*** Block opens ***

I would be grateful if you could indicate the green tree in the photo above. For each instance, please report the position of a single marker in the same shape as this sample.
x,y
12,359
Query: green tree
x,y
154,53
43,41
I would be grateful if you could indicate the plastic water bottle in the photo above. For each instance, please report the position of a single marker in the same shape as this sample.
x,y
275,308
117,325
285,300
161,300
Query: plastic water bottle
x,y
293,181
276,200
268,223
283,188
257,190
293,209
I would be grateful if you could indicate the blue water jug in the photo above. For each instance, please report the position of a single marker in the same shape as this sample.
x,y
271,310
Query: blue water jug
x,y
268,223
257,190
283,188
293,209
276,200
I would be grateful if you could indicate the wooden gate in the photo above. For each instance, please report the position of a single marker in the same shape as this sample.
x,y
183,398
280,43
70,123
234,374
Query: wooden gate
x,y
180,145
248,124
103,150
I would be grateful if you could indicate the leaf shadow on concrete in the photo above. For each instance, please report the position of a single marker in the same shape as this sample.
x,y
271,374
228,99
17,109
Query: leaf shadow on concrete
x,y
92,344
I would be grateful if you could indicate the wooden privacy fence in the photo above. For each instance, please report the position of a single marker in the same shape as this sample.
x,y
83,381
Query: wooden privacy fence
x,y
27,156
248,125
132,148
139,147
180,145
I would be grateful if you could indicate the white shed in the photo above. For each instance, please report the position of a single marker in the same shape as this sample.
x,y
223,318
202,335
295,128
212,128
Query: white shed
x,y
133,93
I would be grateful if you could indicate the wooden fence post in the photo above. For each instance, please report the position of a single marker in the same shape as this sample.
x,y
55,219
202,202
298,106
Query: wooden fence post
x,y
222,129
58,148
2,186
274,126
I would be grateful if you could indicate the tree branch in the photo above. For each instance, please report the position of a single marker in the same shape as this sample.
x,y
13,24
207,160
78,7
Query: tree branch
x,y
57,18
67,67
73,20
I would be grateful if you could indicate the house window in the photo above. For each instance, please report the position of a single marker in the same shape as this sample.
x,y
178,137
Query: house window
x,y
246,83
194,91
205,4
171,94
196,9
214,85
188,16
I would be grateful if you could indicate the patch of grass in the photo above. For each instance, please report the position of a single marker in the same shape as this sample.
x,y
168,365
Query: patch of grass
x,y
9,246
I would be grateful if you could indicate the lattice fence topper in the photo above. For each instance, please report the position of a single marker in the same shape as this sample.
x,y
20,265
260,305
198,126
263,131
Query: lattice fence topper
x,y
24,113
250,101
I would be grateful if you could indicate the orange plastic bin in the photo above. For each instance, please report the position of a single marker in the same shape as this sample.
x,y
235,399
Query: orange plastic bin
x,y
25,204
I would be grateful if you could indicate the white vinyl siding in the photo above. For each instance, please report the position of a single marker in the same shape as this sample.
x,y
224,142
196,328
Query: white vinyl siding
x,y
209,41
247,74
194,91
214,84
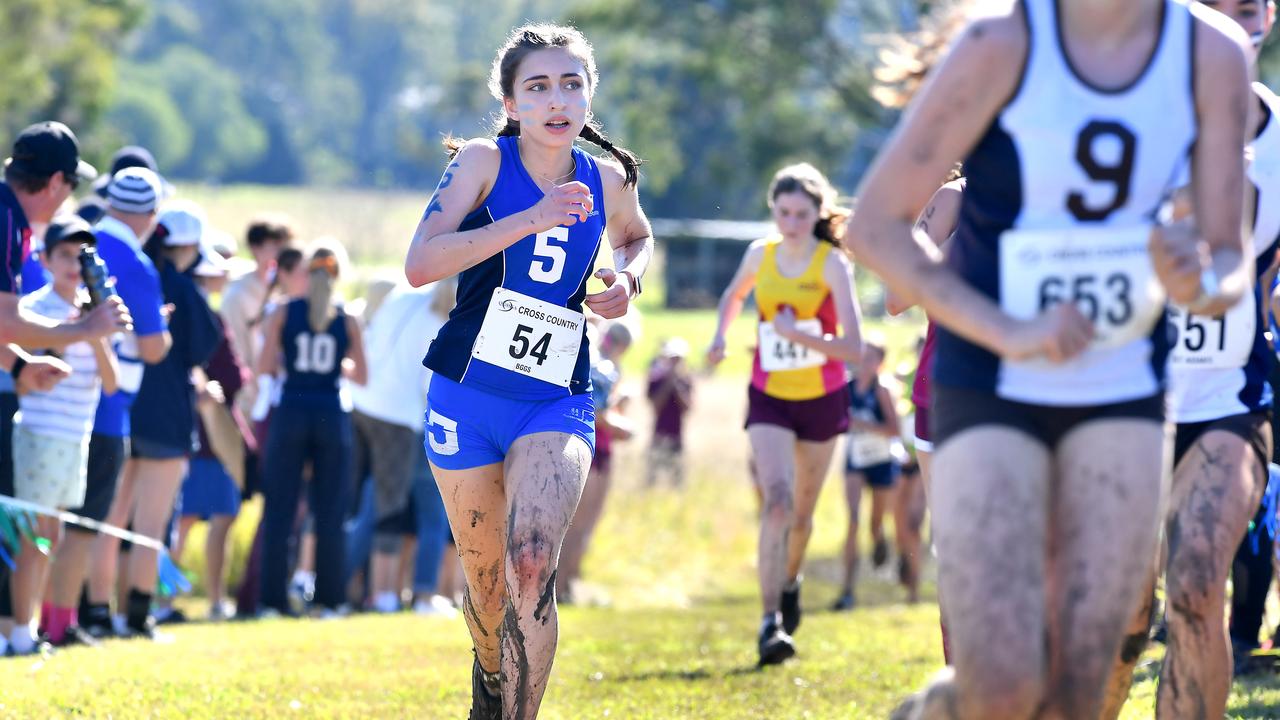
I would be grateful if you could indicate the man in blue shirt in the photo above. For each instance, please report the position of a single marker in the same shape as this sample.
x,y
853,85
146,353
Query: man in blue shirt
x,y
132,197
42,172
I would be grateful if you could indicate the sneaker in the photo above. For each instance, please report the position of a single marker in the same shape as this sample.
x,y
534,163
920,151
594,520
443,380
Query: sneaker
x,y
880,555
37,647
1160,633
99,630
791,607
302,589
845,602
776,645
170,616
435,606
77,636
146,630
219,611
332,613
485,698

*** Block closes ***

## WHAT IS NEEDED
Reproduce the data above without a single change, please, but without its pictures.

## ANSWER SPACE
I would be grateful if you could indicate the green tree in the photo above. For each instance, please report the position of a single marker in the same shape as this sample.
x,y
12,359
Query: green tree
x,y
154,53
43,41
I would be grateful if you could indicate the plastic water bottle in the photo above. For each instance, please report the position of a single marker in the same shape as this sample.
x,y
275,308
117,325
285,300
161,300
Query: plastic water bottle
x,y
293,181
276,200
268,223
283,188
257,190
293,209
I would be grateful if you could indicate the blue water jug in the photo above. For each instance, please report the position of a single marker in the same shape as this sample.
x,y
271,310
Query: blue water jug
x,y
268,223
257,190
283,188
293,209
276,200
I would be grateful if you could indicate the wooden gate in the photo above. For each instance, please report the position of a single marker in the same shape as this sample.
x,y
183,398
280,43
70,123
234,374
Query: wooden gate
x,y
180,145
248,124
103,150
I would be grateful if you could indicate the leaf shadow on concrete in the photo above. For each instance, please report the position of a single marker in the same shape as this sample.
x,y
271,374
228,99
17,109
Query: leaf shadow on concrete
x,y
92,344
I would be grateful if you could indicate the wooden privacy fence in the photo above. For each instance, please report the position of a single marker in the same shape as this sample.
x,y
83,381
Query: wooden privacy fence
x,y
27,156
248,125
132,148
139,147
180,145
I would be grateful if you could indicate the white shed in the photo above. For each instance, please report the position of a single marker in the same shape as this sample.
x,y
223,318
202,335
295,128
212,128
Query: white shed
x,y
133,93
I would be grateful if you could indicate the wooden fence post in the photo above. For each instance, please report the position of a single marker in the same shape as this sample.
x,y
55,219
202,202
298,106
Query: wooden fence post
x,y
222,129
58,148
2,186
274,126
I would be grateful if you could indicate the tree branch in the photo above. For each instance, please report the position of a single marker in the same shape as this sample.
x,y
13,24
207,160
78,7
Query: tree branch
x,y
57,18
67,67
73,20
I would be grateful if you could indicate the house window in the photo above. For each instance, please report the position of a single marker in the same shape as this sample.
x,y
178,137
Query: house window
x,y
246,83
194,91
205,4
171,94
196,9
214,85
188,16
I would be grateful if you could indicate the patch of grass in the photo above. For each instance, please report the position of a single marker in the same shape as this sample.
x,y
168,365
Query: patch of grass
x,y
9,246
I would be grateful if you could indicate the lattice fence topper in the photo above. For each instance, please report the position of a single marker in the same shape as this sample.
x,y
20,265
260,305
198,126
263,131
Query: lattice fence topper
x,y
24,113
250,101
I would be grateful if you could indicate the orange plastic bin in the photo above. For each instance, please report the position of a single marker in the same shape as this sample.
x,y
235,399
Query: orange plastic bin
x,y
25,204
I would be grateful if you could indicate the white vinyl siding in the photo above. For each instance, please report the position of a single marker in the same shape as this sample.
x,y
224,142
196,328
Query: white vinyl siding
x,y
209,41
247,74
194,91
214,84
I would be grateful if you could indicate the man in blue shirt in the photo above. For each instance, please report the position of a single marker in the same shape as this sample.
x,y
853,85
146,353
Query: man in blue shirt
x,y
132,197
42,172
I would be grateful if you could indicate the sneaker in the photo above. For each instance, please report the position of a single marker in the same shape as this sample.
x,y
534,163
920,151
594,520
443,380
Query: sneaker
x,y
880,555
37,647
1160,633
99,630
791,607
302,589
845,602
776,645
170,616
435,606
77,636
146,630
219,611
332,613
485,698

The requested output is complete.